- [TEXT SECTION]
___

Who wold have thought?

8. Reverse Engineering the source code of the BioNTech/Pfizer SARS-CoV-2 Vaccine by @PowerDNS_Bert

I avoid commenting on news-related articles, or add up to the overall news trends within this cozy weekly newsletter; on that note, I can't hide from other folks the articles I enjoyed a lot.

But first, a backstory: I spent three years of my university time working on DNA restoration algorithms. I never enjoyed biology, and being a Software Engineering graduate has chosen a path as far from computer science as possible. And yet, I almost transfered from this faculty to a linguistic major with a focus on natural language processesing.

Luckily, I encountered that the DNA is pretty much an alphabet with four letters, and as a language it has its own rules and exceptions, and I've been fascinated by bioengineering ever since.

___

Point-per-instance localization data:
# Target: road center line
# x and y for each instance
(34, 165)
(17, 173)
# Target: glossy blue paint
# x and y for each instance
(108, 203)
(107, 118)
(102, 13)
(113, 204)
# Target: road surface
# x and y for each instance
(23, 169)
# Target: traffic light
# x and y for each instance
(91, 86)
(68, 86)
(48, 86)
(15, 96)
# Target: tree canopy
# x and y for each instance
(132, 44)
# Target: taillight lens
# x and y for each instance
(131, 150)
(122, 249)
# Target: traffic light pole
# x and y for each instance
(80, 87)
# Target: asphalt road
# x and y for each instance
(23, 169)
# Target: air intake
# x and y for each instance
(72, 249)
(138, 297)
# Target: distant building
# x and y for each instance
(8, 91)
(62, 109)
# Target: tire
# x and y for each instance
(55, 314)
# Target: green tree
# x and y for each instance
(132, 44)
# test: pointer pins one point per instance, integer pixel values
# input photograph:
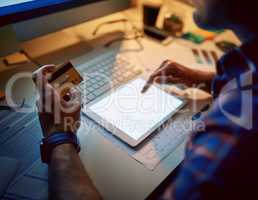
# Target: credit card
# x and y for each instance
(65, 77)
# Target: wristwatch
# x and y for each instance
(49, 143)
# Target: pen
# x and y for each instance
(146, 86)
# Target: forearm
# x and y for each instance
(67, 177)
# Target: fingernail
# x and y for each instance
(67, 97)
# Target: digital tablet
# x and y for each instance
(132, 116)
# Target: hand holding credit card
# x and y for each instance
(65, 77)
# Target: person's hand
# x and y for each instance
(173, 73)
(56, 113)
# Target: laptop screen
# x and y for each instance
(12, 11)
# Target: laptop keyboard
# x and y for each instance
(20, 133)
(105, 73)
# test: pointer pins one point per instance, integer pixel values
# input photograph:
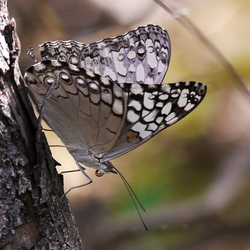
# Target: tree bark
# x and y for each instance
(34, 214)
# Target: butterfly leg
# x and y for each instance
(82, 169)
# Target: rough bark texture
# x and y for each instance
(33, 214)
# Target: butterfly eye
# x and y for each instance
(98, 173)
(80, 81)
(48, 81)
(94, 87)
(65, 78)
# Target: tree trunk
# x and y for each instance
(33, 213)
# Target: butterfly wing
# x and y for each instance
(152, 108)
(84, 112)
(139, 56)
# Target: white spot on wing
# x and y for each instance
(117, 107)
(147, 102)
(183, 98)
(132, 116)
(152, 126)
(140, 73)
(167, 108)
(139, 127)
(135, 104)
(151, 116)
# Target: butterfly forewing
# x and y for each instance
(105, 118)
(85, 112)
(139, 56)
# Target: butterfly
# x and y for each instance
(107, 97)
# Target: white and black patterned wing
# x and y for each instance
(139, 56)
(84, 112)
(101, 120)
(152, 108)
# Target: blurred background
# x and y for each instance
(192, 178)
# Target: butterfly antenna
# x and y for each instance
(31, 53)
(133, 197)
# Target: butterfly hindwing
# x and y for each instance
(152, 108)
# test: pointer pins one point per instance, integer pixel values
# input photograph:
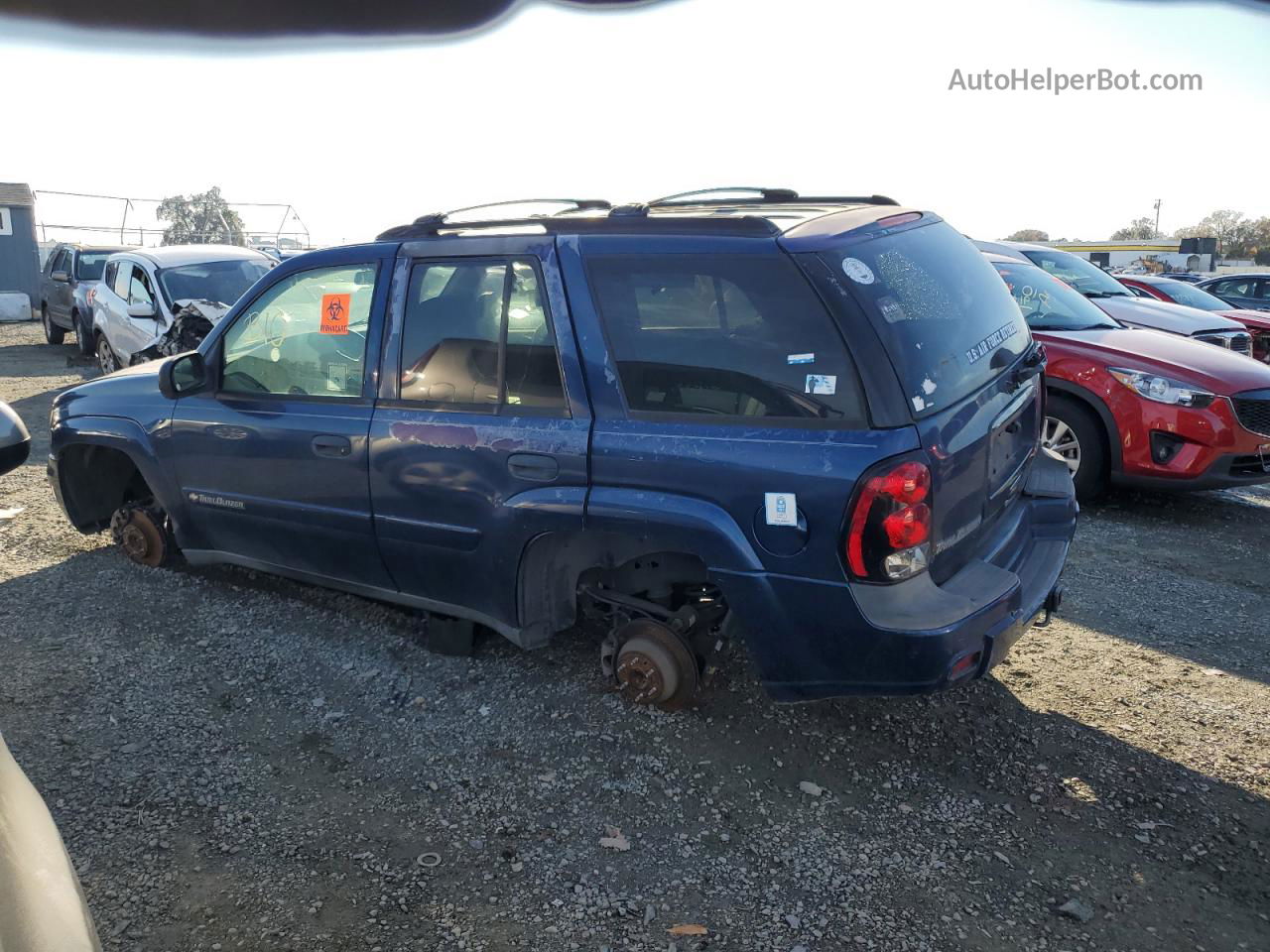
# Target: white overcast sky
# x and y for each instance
(821, 95)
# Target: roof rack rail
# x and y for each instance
(629, 223)
(847, 199)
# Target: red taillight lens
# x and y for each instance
(911, 526)
(907, 483)
(890, 525)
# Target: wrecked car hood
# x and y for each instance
(191, 318)
(209, 309)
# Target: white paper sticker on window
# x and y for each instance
(781, 508)
(857, 271)
(336, 377)
(825, 384)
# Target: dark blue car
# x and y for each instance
(812, 421)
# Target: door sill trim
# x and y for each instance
(211, 556)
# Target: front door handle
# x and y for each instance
(534, 466)
(335, 447)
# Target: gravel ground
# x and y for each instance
(239, 762)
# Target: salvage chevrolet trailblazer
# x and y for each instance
(811, 421)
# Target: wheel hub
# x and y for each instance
(656, 666)
(141, 539)
(1061, 438)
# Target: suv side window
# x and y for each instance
(122, 280)
(724, 335)
(139, 287)
(477, 336)
(303, 336)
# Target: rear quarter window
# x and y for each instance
(720, 335)
(947, 320)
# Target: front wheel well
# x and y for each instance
(1101, 414)
(95, 481)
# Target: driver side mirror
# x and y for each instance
(183, 375)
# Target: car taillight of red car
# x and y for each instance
(889, 526)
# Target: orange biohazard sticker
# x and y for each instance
(334, 313)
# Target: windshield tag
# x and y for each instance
(857, 271)
(334, 313)
(824, 384)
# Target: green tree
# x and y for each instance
(1236, 235)
(1138, 230)
(200, 220)
(1029, 235)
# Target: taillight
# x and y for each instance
(889, 530)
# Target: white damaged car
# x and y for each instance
(158, 301)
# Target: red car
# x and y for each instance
(1134, 407)
(1179, 293)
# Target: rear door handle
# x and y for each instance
(534, 466)
(335, 447)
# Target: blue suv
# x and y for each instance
(810, 420)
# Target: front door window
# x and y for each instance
(303, 336)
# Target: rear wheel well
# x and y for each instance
(95, 481)
(557, 563)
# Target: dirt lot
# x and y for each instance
(238, 762)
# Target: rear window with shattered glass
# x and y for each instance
(948, 321)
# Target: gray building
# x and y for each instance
(19, 254)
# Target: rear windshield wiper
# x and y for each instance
(1065, 326)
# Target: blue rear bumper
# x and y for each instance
(815, 640)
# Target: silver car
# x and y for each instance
(159, 301)
(70, 272)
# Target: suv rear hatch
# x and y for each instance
(964, 358)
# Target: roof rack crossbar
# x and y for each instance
(765, 194)
(578, 203)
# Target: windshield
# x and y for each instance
(222, 282)
(1192, 296)
(90, 264)
(944, 317)
(1049, 303)
(1083, 276)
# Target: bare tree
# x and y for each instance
(1138, 230)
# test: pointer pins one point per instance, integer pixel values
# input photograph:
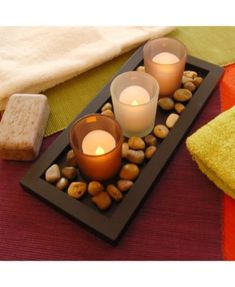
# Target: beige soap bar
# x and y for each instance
(22, 126)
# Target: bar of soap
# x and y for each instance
(22, 126)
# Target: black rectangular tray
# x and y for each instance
(111, 224)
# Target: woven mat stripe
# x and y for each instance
(227, 93)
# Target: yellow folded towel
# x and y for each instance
(213, 148)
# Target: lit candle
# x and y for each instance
(98, 142)
(134, 97)
(164, 59)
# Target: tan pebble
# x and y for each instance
(77, 189)
(182, 95)
(129, 171)
(179, 108)
(186, 80)
(94, 187)
(125, 148)
(108, 113)
(166, 104)
(190, 74)
(150, 140)
(102, 200)
(136, 143)
(135, 156)
(114, 192)
(161, 131)
(140, 69)
(71, 158)
(124, 185)
(69, 172)
(106, 107)
(190, 86)
(62, 183)
(197, 81)
(53, 173)
(149, 152)
(171, 120)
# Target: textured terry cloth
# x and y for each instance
(212, 44)
(37, 58)
(227, 95)
(213, 148)
(181, 218)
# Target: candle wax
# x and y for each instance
(134, 95)
(98, 142)
(165, 58)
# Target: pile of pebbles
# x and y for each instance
(135, 152)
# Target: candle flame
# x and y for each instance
(99, 150)
(135, 103)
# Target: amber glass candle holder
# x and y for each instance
(101, 165)
(168, 69)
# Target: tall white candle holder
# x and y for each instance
(134, 96)
(164, 59)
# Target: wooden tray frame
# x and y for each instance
(111, 227)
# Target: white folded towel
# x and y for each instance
(34, 59)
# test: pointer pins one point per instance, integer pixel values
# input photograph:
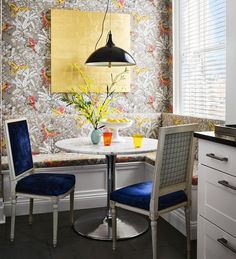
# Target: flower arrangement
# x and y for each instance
(94, 106)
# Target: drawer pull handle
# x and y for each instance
(211, 155)
(226, 184)
(224, 242)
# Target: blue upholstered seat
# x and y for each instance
(139, 195)
(48, 184)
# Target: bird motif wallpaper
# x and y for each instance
(27, 76)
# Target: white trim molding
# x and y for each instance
(2, 214)
(176, 56)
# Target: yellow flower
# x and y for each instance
(92, 105)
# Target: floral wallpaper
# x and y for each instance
(26, 67)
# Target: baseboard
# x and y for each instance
(177, 219)
(2, 212)
(81, 201)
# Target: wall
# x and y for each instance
(230, 62)
(26, 65)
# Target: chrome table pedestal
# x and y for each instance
(97, 225)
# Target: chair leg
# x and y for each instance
(187, 220)
(114, 225)
(72, 207)
(31, 210)
(55, 222)
(13, 216)
(154, 238)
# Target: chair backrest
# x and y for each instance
(18, 147)
(174, 161)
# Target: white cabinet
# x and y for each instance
(216, 201)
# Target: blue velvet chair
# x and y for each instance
(171, 185)
(26, 183)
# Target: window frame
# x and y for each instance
(177, 61)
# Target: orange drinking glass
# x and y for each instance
(107, 136)
(137, 139)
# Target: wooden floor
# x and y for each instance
(35, 242)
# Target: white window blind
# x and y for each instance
(203, 58)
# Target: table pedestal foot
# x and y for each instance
(97, 226)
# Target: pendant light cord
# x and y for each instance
(103, 21)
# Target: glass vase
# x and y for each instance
(96, 135)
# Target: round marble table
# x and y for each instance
(98, 225)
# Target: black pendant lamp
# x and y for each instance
(109, 55)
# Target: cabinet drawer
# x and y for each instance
(218, 156)
(216, 202)
(210, 239)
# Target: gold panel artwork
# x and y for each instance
(73, 38)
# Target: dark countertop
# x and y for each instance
(214, 137)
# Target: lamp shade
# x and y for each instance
(110, 55)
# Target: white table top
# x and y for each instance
(83, 145)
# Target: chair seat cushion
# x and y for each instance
(48, 184)
(139, 195)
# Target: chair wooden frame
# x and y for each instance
(157, 191)
(13, 181)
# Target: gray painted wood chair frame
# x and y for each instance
(165, 182)
(13, 182)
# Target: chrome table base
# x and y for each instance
(98, 226)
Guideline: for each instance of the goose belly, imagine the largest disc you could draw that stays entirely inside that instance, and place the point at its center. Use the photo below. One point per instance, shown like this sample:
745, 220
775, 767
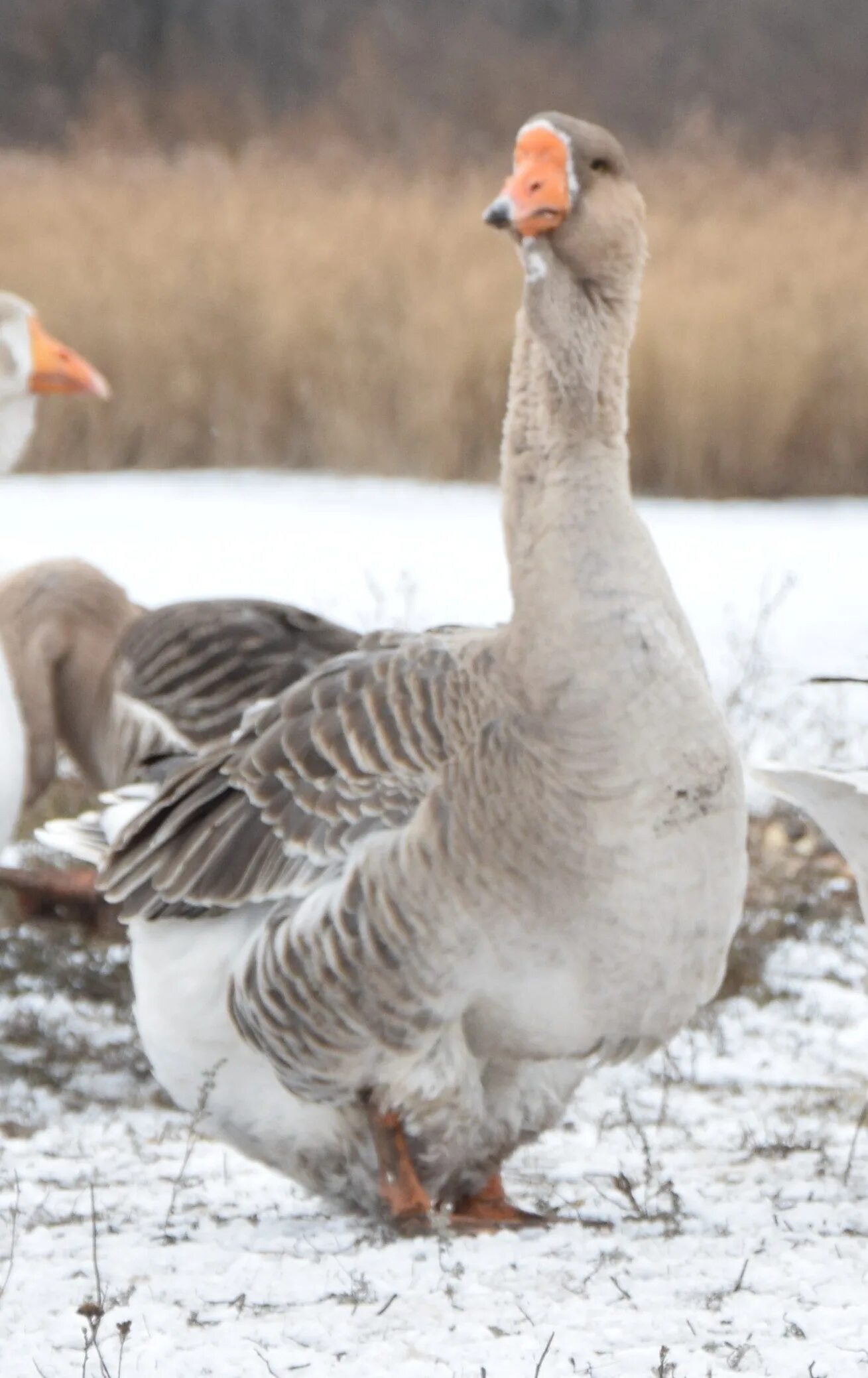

___

- [QUESTIONS TO ANSWER]
1) Repeat the newsletter excerpt from "Luckily, I encountered" to "bioengineering ever since.".
2) In the newsletter excerpt, how many years of university did the writer spend on DNA restoration algorithms?
The listing above is separate from the newsletter excerpt.

- [ANSWERS BY TASK]
1)
Luckily, I encountered that the DNA is pretty much an alphabet with four letters, and as a language it has its own rules and exceptions, and I've been fascinated by bioengineering ever since.

2) Three years.